Written problem A –
From the essay below on raising emotionally intelligent boys, list the qualities that the author says she does not see or hear us encouraging our boys to have.
Written problem B –
Repeat everything from "I grew up in" down to "with one another." in the essay on raising boys below.

Provided passage –
--------------------------------------------------
Men! Women! We Must Raise our Boys to be Emotionally Intelligent! ~ Sherri Rosen

We must raise our boys to be emotionally literate.

As a grandmother I am worried about how our boys are being raised. Are they being raised to be emotionally literate?

I grew up in an age where women were ignored. Where they were only thought of as good for being wives, mothers and sex objects.

The women’s movement changed all of that and allowed many women and their men to become more humane with one another.

During this time I was raising four boys, and I so wanted them to not only speak from their head, but be connected to their hearts. I encouraged them to feel.

One even got mad at me when he got older saying, “Why did you raise me to be so open?” That was quite shocking to me, to have my own son angry with me for raising him to be open, but I got it. He was not understanding how to have an open heart in a culture that only emphasized using your brain and not your heart. It’s very painful and one has to be very courageous.

When I began dating online I would see the same thing happening. Many of the men had no connection with their hearts and would constantly speak to me from a place in their head, and if they were open hearted with me it lasted for a short amount of time and then they closed up.

What I see now is us concentrating on our girls, wanting them to be competitive in the job market, and giving them all of the opportunities available to them, but ignoring our boys.

I don’t see or hear us encouraging our boys to be kind, gentle, considerate, respectful and I don’t see us supporting our little boys to have an open heart.
--------------------------------------------------
Recorded information –
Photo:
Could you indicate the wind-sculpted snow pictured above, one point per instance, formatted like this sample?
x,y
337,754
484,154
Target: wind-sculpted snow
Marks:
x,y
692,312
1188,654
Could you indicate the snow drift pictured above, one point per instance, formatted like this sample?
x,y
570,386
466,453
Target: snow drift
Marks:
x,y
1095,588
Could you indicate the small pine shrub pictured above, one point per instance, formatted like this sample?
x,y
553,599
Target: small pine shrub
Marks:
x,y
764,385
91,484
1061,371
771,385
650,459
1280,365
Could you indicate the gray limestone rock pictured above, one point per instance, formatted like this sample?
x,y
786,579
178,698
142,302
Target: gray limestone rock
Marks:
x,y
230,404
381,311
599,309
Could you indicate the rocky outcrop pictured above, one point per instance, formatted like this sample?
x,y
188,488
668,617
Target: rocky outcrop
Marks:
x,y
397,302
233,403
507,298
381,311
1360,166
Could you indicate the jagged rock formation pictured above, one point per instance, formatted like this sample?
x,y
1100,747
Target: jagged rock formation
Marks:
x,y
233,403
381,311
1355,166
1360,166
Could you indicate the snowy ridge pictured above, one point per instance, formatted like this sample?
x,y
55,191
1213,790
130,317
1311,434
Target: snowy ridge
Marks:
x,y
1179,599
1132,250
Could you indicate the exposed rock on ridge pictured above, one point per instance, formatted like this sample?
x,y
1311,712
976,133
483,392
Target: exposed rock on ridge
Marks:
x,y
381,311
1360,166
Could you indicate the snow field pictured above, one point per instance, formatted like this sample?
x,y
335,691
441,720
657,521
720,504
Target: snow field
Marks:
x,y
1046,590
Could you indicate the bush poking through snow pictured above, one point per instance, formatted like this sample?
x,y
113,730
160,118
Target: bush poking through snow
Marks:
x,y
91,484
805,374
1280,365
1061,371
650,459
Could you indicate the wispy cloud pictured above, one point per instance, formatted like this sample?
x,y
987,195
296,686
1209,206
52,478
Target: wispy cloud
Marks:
--------------------------------------------------
Written solution A –
kind, gentle, considerate, respectful

Written solution B –
I grew up in an age where women were ignored. Where they were only thought of as good for being wives, mothers and sex objects.

The women’s movement changed all of that and allowed many women and their men to become more humane with one another.